[PATCH 2/3] drm/amdgpu: drop the sched_sync

Mon Nov 5 07:50:50 UTC 2018

> -----Original Message-----
> From: Koenig, Christian
> Sent: Monday, November 05, 2018 3:48 PM
> To: Liu, Monk <Monk.Liu at amd.com>; amd-gfx at lists.freedesktop.org; Zhou,
> David(ChunMing) <David1.Zhou at amd.com>
> Subject: Re: [PATCH 2/3] drm/amdgpu: drop the sched_sync
> 
> Am 05.11.18 um 08:24 schrieb Liu, Monk:
> >> David Zhou had an use case which saw a >10% performance drop the last
> time he tried it.
> > I really don't believe that, because if you insert a WAIT_MEM on an already
> signaled fence, it only cost GPU couple clocks to move  on, right ? no reason
> to slow down up to 10% ... with 3dmark vulkan version test, the performance
> is barely different ... with my patch applied ...
> 
> Why do you think that we insert a WAIT_MEM on an already signaled fence?
> The pipeline sync always wait for the last fence value (because we can't
> handle wraparounds in PM4).
> 
> So you have a pipeline sync when you don't need one and that is really really
> bad for things shared between processes, e.g. X/Wayland and it's clients.
> 
> I also expects that this doesn't effect 3dmark at all, but everything which runs
> in a window which is composed by X could be slowed down massively.
> 
> David do you remember which use case was affected when you tried to drop
> this optimization?
That was a long time ago, I remember Andrey also tried to remove sched_sync before, but he eventually kept it, right?
From Monk's patch, seems he doesn't change main logic, he just  moved sched_sync logic to job->need_pipe_sync.
But at least, I can see a bit effect, e.g. job process evaluates fence to sched_sync, but the fence could be signaled when amdgpu_ib_schedule, then don't need insert pipeline sync.

Anyway, this is a sensitive path, we should change it carefully, we should give a wide test.

Regards,
David Zhou
> 
> >> When a reset happens we flush the VMIDs when re-submitting the jobs
> to the rings and while doing so we also always do a pipeline sync.
> > I will check that point in my branch, I didn't use drm-next, maybe
> > there is gap in this part
> 
> We had that logic for a very long time now, but we recently simplified it.
> Could be that there was a bug introduced doing so.
> 
> Maybe we should add a specific flag to run_job() to note that we are re-
> running a job and then always add VM flushes/pipeline syncs?
> 
> But my main question is why do you see any issues with quark? That is a
> workaround for an issue for Vulkan sync handling and should only surface
> when a specific test is run many many times.
> 
> Regards,
> Christian.
> 
> >
> > /Monk
> > -----Original Message-----
> > From: Koenig, Christian
> > Sent: Monday, November 5, 2018 3:02 AM
> > To: Liu, Monk <Monk.Liu at amd.com>; amd-gfx at lists.freedesktop.org
> > Subject: Re: [PATCH 2/3] drm/amdgpu: drop the sched_sync
> >
> >> Can you tell me which game/benchmark will have performance drop with
> this fix by your understanding ?
> > When you sync between submission things like composing X windows are
> slowed down massively.
> >
> > David Zhou had an use case which saw a >10% performance drop the last
> time he tried it.

Excerpted records:
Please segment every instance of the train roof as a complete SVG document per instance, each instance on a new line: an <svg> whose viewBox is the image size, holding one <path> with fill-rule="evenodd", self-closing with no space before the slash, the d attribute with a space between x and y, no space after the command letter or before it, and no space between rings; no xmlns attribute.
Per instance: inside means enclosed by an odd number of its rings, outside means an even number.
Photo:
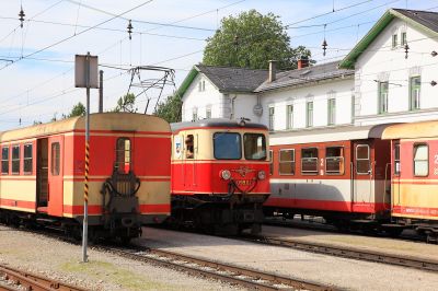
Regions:
<svg viewBox="0 0 438 291"><path fill-rule="evenodd" d="M210 118L210 119L201 119L197 121L186 121L186 123L176 123L171 124L172 131L180 131L188 128L208 128L208 127L223 127L223 128L256 128L256 129L265 129L267 127L262 124L255 124L250 121L241 123L241 120L230 120L226 118Z"/></svg>
<svg viewBox="0 0 438 291"><path fill-rule="evenodd" d="M299 131L272 132L269 135L269 144L299 144L381 138L383 130L389 126L391 126L391 124L373 126L338 126L306 130L300 129Z"/></svg>
<svg viewBox="0 0 438 291"><path fill-rule="evenodd" d="M416 139L438 137L438 120L400 124L388 127L382 139Z"/></svg>
<svg viewBox="0 0 438 291"><path fill-rule="evenodd" d="M157 116L134 113L97 113L90 115L91 130L170 132L169 124ZM0 132L0 141L36 138L85 130L85 117L72 117L49 124Z"/></svg>

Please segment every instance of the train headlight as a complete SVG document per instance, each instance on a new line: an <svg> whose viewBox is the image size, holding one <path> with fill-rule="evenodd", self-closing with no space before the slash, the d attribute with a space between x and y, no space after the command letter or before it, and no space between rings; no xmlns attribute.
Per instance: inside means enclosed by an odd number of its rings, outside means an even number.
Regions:
<svg viewBox="0 0 438 291"><path fill-rule="evenodd" d="M258 179L265 179L266 178L266 173L265 173L265 171L258 171L258 173L257 173L257 177L258 177Z"/></svg>
<svg viewBox="0 0 438 291"><path fill-rule="evenodd" d="M223 179L230 179L231 178L231 172L228 170L222 170L220 171L220 177Z"/></svg>

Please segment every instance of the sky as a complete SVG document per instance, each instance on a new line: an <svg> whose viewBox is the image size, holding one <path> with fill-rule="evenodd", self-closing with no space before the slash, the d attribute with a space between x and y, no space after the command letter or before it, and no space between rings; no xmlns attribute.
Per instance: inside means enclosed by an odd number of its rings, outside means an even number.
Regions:
<svg viewBox="0 0 438 291"><path fill-rule="evenodd" d="M173 69L175 85L166 85L165 98L201 61L206 39L222 18L251 9L272 12L288 25L290 45L308 47L316 63L323 63L348 54L388 9L438 11L438 0L0 0L0 130L8 130L59 119L85 102L85 90L74 88L74 55L90 51L99 57L104 110L129 90L138 95L138 112L145 112L150 100L151 113L159 91L129 89L128 69ZM146 81L161 77L140 72ZM91 90L91 113L97 110L97 95Z"/></svg>

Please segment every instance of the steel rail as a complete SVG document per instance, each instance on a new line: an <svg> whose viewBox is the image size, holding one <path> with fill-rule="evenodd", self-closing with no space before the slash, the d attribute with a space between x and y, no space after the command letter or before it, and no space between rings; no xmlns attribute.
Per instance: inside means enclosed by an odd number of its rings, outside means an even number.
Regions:
<svg viewBox="0 0 438 291"><path fill-rule="evenodd" d="M85 289L74 287L71 284L64 283L58 280L53 280L49 278L42 277L32 272L14 269L7 266L0 265L0 275L4 277L5 280L14 282L16 286L24 287L25 290L32 291L85 291ZM13 288L8 289L8 287L1 287L0 290L14 290Z"/></svg>
<svg viewBox="0 0 438 291"><path fill-rule="evenodd" d="M97 248L102 248L99 246ZM104 247L112 252L134 260L152 263L162 267L186 271L194 276L205 276L223 282L230 282L249 289L257 290L336 290L334 287L323 286L316 282L278 276L275 273L243 268L231 264L212 261L199 257L182 255L173 252L141 248L119 249Z"/></svg>
<svg viewBox="0 0 438 291"><path fill-rule="evenodd" d="M258 243L258 244L283 246L299 251L323 254L323 255L367 260L367 261L380 263L392 266L396 265L402 267L438 272L438 260L434 259L426 259L426 258L419 259L412 256L391 255L377 251L362 251L354 247L337 247L326 244L306 243L292 240L270 237L270 236L249 235L249 236L242 236L240 238L243 241Z"/></svg>

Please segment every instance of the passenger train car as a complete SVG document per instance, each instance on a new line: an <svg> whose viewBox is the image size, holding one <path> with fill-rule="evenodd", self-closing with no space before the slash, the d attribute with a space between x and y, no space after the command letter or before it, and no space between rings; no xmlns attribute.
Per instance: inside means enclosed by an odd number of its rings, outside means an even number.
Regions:
<svg viewBox="0 0 438 291"><path fill-rule="evenodd" d="M80 236L84 117L0 133L0 220L51 223ZM127 113L90 116L90 237L129 241L170 214L171 131Z"/></svg>
<svg viewBox="0 0 438 291"><path fill-rule="evenodd" d="M381 139L388 126L270 135L266 214L319 216L339 228L388 222L391 146Z"/></svg>
<svg viewBox="0 0 438 291"><path fill-rule="evenodd" d="M244 119L171 127L172 219L216 233L258 233L269 195L267 128Z"/></svg>
<svg viewBox="0 0 438 291"><path fill-rule="evenodd" d="M438 121L394 125L391 141L392 222L438 241Z"/></svg>

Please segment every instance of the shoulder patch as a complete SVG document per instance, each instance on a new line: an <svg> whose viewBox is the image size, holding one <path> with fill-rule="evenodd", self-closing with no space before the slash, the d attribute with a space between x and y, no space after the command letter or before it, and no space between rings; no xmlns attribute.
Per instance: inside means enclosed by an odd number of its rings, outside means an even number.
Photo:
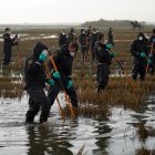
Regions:
<svg viewBox="0 0 155 155"><path fill-rule="evenodd" d="M97 50L99 50L99 51L102 50L100 45L97 46Z"/></svg>
<svg viewBox="0 0 155 155"><path fill-rule="evenodd" d="M31 65L33 63L33 60L29 60L28 64Z"/></svg>

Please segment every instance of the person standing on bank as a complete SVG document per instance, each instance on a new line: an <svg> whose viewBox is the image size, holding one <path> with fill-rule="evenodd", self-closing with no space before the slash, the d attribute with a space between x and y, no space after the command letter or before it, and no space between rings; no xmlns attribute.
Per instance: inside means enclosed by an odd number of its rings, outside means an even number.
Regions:
<svg viewBox="0 0 155 155"><path fill-rule="evenodd" d="M3 34L3 66L9 65L11 60L12 45L18 44L18 35L16 35L13 39L11 39L10 35L10 28L6 28L6 32Z"/></svg>
<svg viewBox="0 0 155 155"><path fill-rule="evenodd" d="M25 61L24 66L24 90L28 92L29 110L25 114L25 122L33 123L35 115L41 108L40 124L48 121L50 113L50 102L44 93L45 82L53 85L52 80L46 81L43 63L46 60L48 48L38 42L33 48L32 55Z"/></svg>
<svg viewBox="0 0 155 155"><path fill-rule="evenodd" d="M112 44L105 44L104 34L99 35L95 44L95 55L97 61L97 93L104 91L108 83L110 65L115 52L111 53Z"/></svg>

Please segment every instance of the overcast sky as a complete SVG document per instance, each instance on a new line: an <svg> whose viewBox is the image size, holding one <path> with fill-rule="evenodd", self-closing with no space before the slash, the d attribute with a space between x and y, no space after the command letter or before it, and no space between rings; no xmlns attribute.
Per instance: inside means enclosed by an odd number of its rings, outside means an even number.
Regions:
<svg viewBox="0 0 155 155"><path fill-rule="evenodd" d="M155 0L0 0L0 23L155 22Z"/></svg>

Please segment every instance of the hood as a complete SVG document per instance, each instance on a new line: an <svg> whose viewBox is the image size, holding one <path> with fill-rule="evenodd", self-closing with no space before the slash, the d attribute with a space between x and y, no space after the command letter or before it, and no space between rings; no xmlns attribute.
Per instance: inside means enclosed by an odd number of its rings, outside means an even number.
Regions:
<svg viewBox="0 0 155 155"><path fill-rule="evenodd" d="M41 42L37 42L37 44L34 45L34 48L33 48L33 58L35 59L35 60L39 60L39 55L41 54L41 52L43 51L43 50L48 50L48 46L46 45L44 45L43 43L41 43Z"/></svg>
<svg viewBox="0 0 155 155"><path fill-rule="evenodd" d="M137 34L137 38L140 38L140 37L145 38L143 32L140 32L140 33Z"/></svg>

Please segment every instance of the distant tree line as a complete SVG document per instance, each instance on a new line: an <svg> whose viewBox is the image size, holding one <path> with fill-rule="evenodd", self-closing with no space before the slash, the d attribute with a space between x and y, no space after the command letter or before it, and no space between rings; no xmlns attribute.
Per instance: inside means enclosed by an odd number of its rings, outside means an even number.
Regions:
<svg viewBox="0 0 155 155"><path fill-rule="evenodd" d="M131 22L130 20L97 20L97 21L86 21L81 24L81 27L86 28L86 27L94 27L94 28L131 28ZM141 22L142 24L145 24L145 22Z"/></svg>

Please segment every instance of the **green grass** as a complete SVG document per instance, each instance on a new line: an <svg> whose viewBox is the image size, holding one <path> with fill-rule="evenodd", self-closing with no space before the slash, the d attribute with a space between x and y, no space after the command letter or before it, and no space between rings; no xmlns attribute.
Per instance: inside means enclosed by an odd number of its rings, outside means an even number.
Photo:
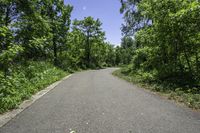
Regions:
<svg viewBox="0 0 200 133"><path fill-rule="evenodd" d="M68 75L49 62L28 62L11 69L10 76L0 73L0 114L17 108L36 92Z"/></svg>
<svg viewBox="0 0 200 133"><path fill-rule="evenodd" d="M175 87L170 83L158 83L158 82L144 82L140 76L136 74L130 74L126 70L119 69L113 72L113 75L122 78L128 82L136 84L139 87L157 92L159 95L165 96L169 99L173 99L177 102L184 103L192 109L200 109L200 89L199 88L181 88Z"/></svg>

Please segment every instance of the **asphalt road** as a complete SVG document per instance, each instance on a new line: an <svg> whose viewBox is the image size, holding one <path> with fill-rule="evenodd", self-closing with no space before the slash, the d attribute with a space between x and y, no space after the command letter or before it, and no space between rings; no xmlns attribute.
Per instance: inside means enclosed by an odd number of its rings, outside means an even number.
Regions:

Task directions:
For each statement below, answer yes or no on whether it agrees with the sched_sync patch thread, and quote the exact words from the thread that decide it.
1. Christian expects dropping the optimization to slow down 3dmark.
2. David Zhou remembers that Andrey once tried to remove sched_sync but ended up keeping it.
3. Monk says his branch is based on drm-next.

Written answer:
1. No: "I also expects that this doesn't effect 3dmark at all"
2. Yes: "I remember Andrey also tried to remove sched_sync before, but he eventually kept it, right?"
3. No: "I didn't use drm-next"